■ Task requirements:
1. According to the page on Laravel's native vector query methods, which vector method does atlas provide that Laravel does not ship?
2. Pick up the page on Laravel's native vector query methods after its final sentence and carry it forward.

■ Page:
=====

Laravel 11+ ships these methods natively
On Laravel 11 and later, Query\Builder defines selectVectorDistance, whereVectorSimilarTo, whereVectorDistanceLessThan, orWhereVectorDistanceLessThan, and orderByVectorDistance as native methods. PHP's __call resolves real methods before macros, so on modern Laravel the native implementations execute — atlas's Builder::macro(...) registrations of the same names are present for back-compat with older Laravel versions but are shadowed at runtime. Atlas owns one variant Laravel does not ship: orWhereVectorSimilarTo is reachable as an atlas macro on every supported Laravel.
The signatures below are Laravel's native ones on Laravel 11+, since that's what actually runs in production. The String input shorthand (passing a query string instead of a vector) only works through atlas's macros — Laravel's native methods accept an array vector only. If you need string-input auto-resolution on Laravel 11+, resolve the vector first via app(EmbeddingResolver::class)->resolve($query).

=====

■ Data rows:
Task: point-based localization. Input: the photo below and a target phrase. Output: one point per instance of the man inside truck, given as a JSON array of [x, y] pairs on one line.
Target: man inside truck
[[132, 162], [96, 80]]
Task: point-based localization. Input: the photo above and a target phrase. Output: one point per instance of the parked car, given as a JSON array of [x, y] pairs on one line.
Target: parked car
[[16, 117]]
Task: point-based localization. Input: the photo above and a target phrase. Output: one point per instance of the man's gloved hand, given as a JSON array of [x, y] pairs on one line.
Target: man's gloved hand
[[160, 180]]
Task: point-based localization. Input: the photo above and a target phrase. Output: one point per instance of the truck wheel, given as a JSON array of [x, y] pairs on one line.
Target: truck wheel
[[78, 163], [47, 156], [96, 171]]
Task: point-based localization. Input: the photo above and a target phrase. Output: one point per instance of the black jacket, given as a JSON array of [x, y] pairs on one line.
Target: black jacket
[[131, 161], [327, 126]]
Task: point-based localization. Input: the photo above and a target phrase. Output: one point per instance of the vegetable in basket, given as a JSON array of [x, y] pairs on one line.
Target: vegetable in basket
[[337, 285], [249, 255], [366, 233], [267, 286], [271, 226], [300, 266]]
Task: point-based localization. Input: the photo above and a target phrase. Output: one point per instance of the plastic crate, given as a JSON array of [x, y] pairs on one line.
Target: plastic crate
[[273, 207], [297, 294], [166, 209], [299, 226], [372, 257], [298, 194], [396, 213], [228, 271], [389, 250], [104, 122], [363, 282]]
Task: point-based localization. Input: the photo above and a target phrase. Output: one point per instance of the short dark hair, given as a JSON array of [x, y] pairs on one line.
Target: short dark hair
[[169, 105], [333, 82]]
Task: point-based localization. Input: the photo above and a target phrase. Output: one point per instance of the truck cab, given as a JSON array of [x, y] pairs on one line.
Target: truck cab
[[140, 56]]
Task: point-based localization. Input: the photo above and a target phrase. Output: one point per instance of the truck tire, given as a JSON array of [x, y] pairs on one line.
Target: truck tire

=====

■ Final results:
1. orWhereVectorSimilarTo

2.
| Method | Signature | SQL it emits |
|---|---|---|
whereVectorSimilarTo | (string $column, array $vector, float $minSimilarity = 0.6, bool $order = true) | WHERE {column} <=> ?::vector <= (1 - minSimilarity), plus ORDER BY {column} <=> ?::vector ASC when $order is true. Combined predicate + ordering — the common case. |
whereVectorDistanceLessThan | (string $column, array $vector, float $maxDistance, string $boolean = 'and') | WHERE {column} <=> ?::vector <= maxDistance. Predicate only — pair with your own ordering. The $boolean parameter accepts 'or' to compose into an OR group inline. |
orWhereVectorDistanceLessThan | (string $column, array $vector, float $maxDistance) | Same as above with $boolean = 'or'. |
orWhereVectorSimilarTo (atlas) | (string $column, string|array $embedding, float $minSimilarity = 0.5) | OR {column} <=> ?::vector <= (1 - minSimilarity). No ORDER BY appended — caller decides ordering in an OR group. Reachable via atlas's macro because Laravel doesn't ship this variant. |
selectVectorDistance | (string $column, array $vector, ?string $as = null) | SELECT ..., ({column} <=> ?::vector) AS {as}. Exposes the raw distance for hybrid ranking. Default alias is vector_distance. |
orderByVectorDistance | (string $column, array $vector) | ORDER BY {column} <=> ?::vector ASC. Distance-ascending ordering without a floor. Laravel's native version has no direction parameter — pass through SQL ordering separately if you need DESC. |
All Laravel-native methods throw RuntimeException("Vector distance queries are only supported by Postgres.") if invoked on a non-PostgreSQL connection.
Example: hybrid keyword + vector ranking
$results = Project::query()
->select('projects.*')
->selectVectorDistance('embedding', $query, 'distance')
->where('archived', false)
->where(function ($q) use ($keyword) {
$q->where('title', 'ilike', "%{$keyword}%")
->orWhereVectorDistanceLessThan('embedding', $keyword, 0.4);
})
->orderBy('distance')
->limit(20)
->get();distance is on every row, so you can rank with your own weighting (similarity = 1 - distance).
Example: distance threshold with custom ordering
$candidates = Project::query()
->whereVectorDistanceLessThan('embedding', $query, 0.35)
->orderByDesc('priority') // domain ordering, not similarity
->limit(10)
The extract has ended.